EXCERPTED PASSAGE Block Start

It should be pointed out that Eq. (10) describes the pdk response of a coal reservoir post- bioconversion with respect to the initial permeability of the original reservoir (\({{k}_{\text{b}}}_{0}\)). Given that biogenic methane production from coal can exceed the sorptive (storage) capacity of the coal type (Pandey 2015; Pandey et al. 2016), it is expected that coal will be saturated with the produced biogenic methane given enough time for bioconversion. This will reverse the pdk effect of the depleted reservoir prior to commencement of bioconversion. Effectively, \(\frac{{k}_{\text{b}}}{{{k}_{\text{b}}}_{0}}\) and \(\frac{{k}_{\text{a}}}{{{k}_{\text{a}}}_{0}}\) of the reservoir would be the same unless there are changes in the sorptive and geomechanical behavior due to bioconversion. These changes have been studied and reported in the past (Pandey and Harpalani 2019b). However, given the importance of sorptive effects on the pressure-dependent permeability response of coal reservoirs, the combined effect of bioconversion induced strains and changes in sorptive behavior has also been analyzed in this work, detailed in Sect. 4.

Before we can effectively analyze the effective stress and pdk, as modeled by Eqs. (8) and (10) respectively, we need to derive an expression for \(\varkappa\). The permeability-fracture porosity relationship, derived for the bundle of matchsticks geometry is cubic, where the variation in the reservoir permeability is directly proportional to the cube of its variation in cleat porosity (Cui and Bustin 2005; Palmer and Mansoori 1998; Seidle et al. 1992; Shi and Durucan 2005). The following derivation from Eq. (10) would then provide an expression for \(\varkappa\).

$$\left(\frac{{{k}_{\text{b}}}_{0}}{{{k}_{\text{a}}}_{0}}\right)= {e}^{3{ c}_{\text{f}} \varkappa \widetilde{{\epsilon }_{T}}}/{e}^{3{ c}_{\text{f}} {f}_{\text{b}}\left({p}_{0}\right)}$$

(11)

The cubic permeability-fracture porosity relationship, where \(\phi\) is fracture porosity, can be written as:

$$\left(\frac{{{k}_{\text{b}}}_{0}}{{{k}_{\text{a}}}_{0}}\right)={\left(\frac{{\phi }_{{\text{b}}_{0}}}{{\phi }_{{\text{a}}_{0}}}\right)}^{3}$$

(12)

EXCERPTED PASSAGE Block End
EXERCISE DATA Block Start

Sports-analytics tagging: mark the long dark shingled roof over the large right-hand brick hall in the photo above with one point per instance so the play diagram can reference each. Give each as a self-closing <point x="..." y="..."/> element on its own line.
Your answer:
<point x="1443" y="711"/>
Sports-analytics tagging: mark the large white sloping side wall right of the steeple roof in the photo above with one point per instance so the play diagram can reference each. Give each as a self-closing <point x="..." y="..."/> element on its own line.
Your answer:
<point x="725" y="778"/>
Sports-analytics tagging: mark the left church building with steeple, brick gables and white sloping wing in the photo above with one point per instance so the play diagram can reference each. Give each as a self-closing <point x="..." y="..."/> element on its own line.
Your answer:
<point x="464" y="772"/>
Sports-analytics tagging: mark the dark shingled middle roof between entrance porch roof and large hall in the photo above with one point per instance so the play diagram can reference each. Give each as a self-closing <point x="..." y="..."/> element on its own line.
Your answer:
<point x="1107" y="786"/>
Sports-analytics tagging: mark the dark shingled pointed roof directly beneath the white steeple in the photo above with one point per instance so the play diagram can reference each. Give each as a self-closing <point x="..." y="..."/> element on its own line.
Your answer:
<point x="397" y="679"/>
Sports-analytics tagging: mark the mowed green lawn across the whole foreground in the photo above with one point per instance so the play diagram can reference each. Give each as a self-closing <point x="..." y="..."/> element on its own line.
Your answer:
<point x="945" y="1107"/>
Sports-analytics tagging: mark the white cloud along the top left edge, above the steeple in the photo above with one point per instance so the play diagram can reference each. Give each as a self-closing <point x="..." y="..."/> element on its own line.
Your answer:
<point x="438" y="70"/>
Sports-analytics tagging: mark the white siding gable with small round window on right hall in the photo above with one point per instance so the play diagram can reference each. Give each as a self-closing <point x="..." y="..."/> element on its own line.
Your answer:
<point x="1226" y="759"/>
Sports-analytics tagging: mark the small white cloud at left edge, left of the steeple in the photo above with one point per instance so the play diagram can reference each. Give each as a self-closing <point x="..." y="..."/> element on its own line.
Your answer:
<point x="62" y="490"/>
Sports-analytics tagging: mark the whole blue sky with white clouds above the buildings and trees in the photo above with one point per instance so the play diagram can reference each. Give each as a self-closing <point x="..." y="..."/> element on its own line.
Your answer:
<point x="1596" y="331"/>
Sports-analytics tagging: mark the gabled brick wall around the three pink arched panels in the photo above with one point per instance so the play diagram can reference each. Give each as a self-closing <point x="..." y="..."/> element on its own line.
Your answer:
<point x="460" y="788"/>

EXERCISE DATA Block End
EXERCISE DATA Block Start

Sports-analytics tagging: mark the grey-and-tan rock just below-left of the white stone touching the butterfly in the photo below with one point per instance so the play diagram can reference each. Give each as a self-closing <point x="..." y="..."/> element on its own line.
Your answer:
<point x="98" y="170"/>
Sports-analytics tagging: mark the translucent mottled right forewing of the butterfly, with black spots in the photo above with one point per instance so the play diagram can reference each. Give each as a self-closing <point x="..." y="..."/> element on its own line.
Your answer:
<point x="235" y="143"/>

EXERCISE DATA Block End
EXERCISE DATA Block Start

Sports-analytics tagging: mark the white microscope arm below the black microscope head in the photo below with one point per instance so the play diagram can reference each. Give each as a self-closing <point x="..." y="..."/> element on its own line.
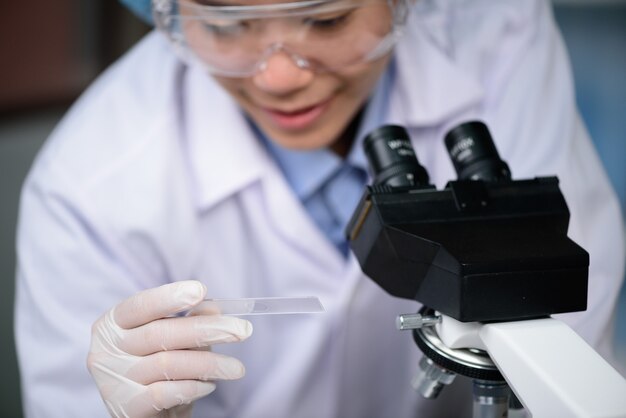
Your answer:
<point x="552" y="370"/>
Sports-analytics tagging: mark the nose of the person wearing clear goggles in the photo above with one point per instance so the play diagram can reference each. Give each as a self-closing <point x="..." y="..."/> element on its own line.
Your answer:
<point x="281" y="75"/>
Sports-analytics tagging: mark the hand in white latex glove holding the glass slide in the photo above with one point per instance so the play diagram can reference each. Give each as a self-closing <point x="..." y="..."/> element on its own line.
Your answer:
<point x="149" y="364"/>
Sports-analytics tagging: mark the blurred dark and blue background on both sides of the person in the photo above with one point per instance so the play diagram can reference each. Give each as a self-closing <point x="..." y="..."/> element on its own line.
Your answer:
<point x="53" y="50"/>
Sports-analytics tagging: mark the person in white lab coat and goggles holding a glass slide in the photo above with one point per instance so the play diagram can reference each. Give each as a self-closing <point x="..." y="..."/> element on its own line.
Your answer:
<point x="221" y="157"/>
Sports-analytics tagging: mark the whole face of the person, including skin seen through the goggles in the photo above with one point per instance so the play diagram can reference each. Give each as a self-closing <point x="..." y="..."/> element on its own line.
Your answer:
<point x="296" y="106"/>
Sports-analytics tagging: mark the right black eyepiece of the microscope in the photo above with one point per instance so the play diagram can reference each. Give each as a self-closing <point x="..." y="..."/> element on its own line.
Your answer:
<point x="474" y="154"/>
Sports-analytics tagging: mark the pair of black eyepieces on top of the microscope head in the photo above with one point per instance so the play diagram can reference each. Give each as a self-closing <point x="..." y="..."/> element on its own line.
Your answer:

EXERCISE DATA Block End

◆ **APPLY WHAT YOU READ**
• a. For the passage on coal reservoir permeability, decide whether each statement agrees with it, answering yes or no and quoting the deciding words: (i) biogenic methane production from coal can exceed the sorptive capacity of the coal type; (ii) the permeability-fracture porosity relationship for the bundle of matchsticks geometry is quadratic; (iii) the combined effect of bioconversion induced strains and changes in sorptive behavior is detailed in Sect. 3.
• b. Resume the passage on coal reservoir permeability, picking up right after its final line.

◆ **ANSWERS FOR THE TASKS**
• a.
(i) Yes: "biogenic methane production from coal can exceed the sorptive (storage) capacity of the coal type"
(ii) No: "The permeability-fracture porosity relationship, derived for the bundle of matchsticks geometry is cubic"
(iii) No: "detailed in Sect. 4"

• b.
Combining Eqs. (11) and (12) gives the following:

$$\left(\frac{{\phi }_{{\text{b}}_{0}}}{{\phi }_{{\text{a}}_{0}}}\right)= {e}^{{ c}_{\text{f}} \varkappa \widetilde{{\epsilon }_{T}}}$$

(13)

and,

$$\varkappa \widetilde{{\epsilon }_{T}}= \frac{1}{{ c}_{\text{f}}} {\text{ln}}\left(\frac{{\phi }_{{\text{b}}_{0}}}{{\phi }_{{\text{a}}_{0}}}\right)$$

(14)

Images obtained pre- and post- bioconversion enable estimating \({{k}_{\text{b}}}_{0}\) and \({{k}_{\text{a}}}_{0}\) along with values for \({\phi }_{{\text{b}}_{0}}\) and \({\phi }_{{\text{a}}_{0}}\). Section 3.1 provides a detailed overview of how images obtained before and after bioconversion were processed and analyzed to obtain the required data.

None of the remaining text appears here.